* [EXTRACTED TEXT]
***

Fresh tensions have emerged between the United States and Canada after President Donald Trump and senior US officials warned that Canada could face steep tariffs if it deepens trade ties with China. In response, Canadian Prime Minister Mark Carney has said clearly that Ottawa is not pursuing a free trade agreement with Beijing.
The dispute has added strain to already fragile US-Canada relations and raised concerns among businesses and policymakers on both sides of the border.
US Threatens 100% Tariffs on Canadian Goods
The warning came after US Treasury Secretary Scott Bessent said the United States would not allow Canada to become a gateway for cheap Chinese goods entering the American market.
“We can’t let Canada become an opening that the Chinese pour their cheap goods into the US,” Bessent said during a television interview. He added that 100% tariffs were possible if Canada moved forward with a broader trade deal with China.
Trump echoed the message on social media, accusing China of “taking over” Canada and warning that Ottawa would face serious consequences if it allowed Chinese exports to bypass US trade barriers.
Canada Denies Any Free Trade Deal With China
Prime Minister Mark Carney moved quickly to calm fears, saying Canada has “no intention” of signing a free trade agreement with China.
Carney said Canada remains fully committed to its obligations under the Canada-US-Mexico Agreement (CUSMA), which requires advance notification before any trade deal with a non-market economy.
“What we have done with China is to fix specific trade issues that developed over the past few years,” Carney said, stressing that recent talks with Beijing were limited and practical, not strategic.
What Canada and China Actually Agreed On
Earlier this month, Canada and China reached a preliminary agreement aimed at easing existing trade tensions.

***

[Excerpts from point annotation data]

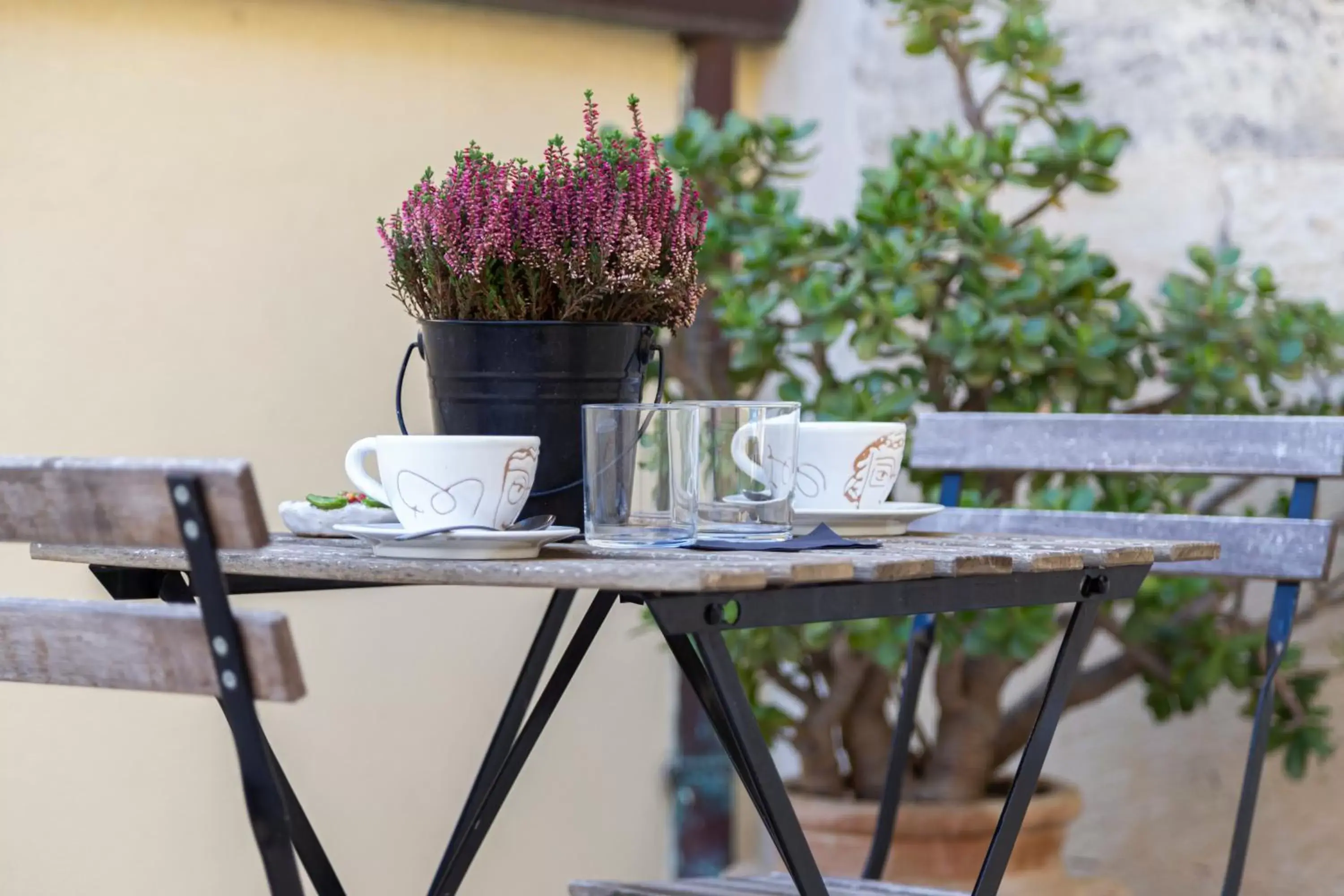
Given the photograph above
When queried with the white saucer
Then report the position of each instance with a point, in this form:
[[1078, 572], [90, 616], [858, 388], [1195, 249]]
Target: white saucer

***

* [GIVEN INSTRUCTION]
Answer the following from the article on US-Canada trade tensions above:
(a) What tariff level did Scott Bessent say was possible if Canada pursued a broader trade deal with China?
(b) Under which agreement does Mark Carney say Canada remains fully committed to its obligations?
(c) According to the article, when did Canada and China reach a preliminary agreement?

* [WRITTEN RESPONSE]
(a) 100% tariffs.
(b) The Canada-US-Mexico Agreement (CUSMA).
(c) Earlier this month.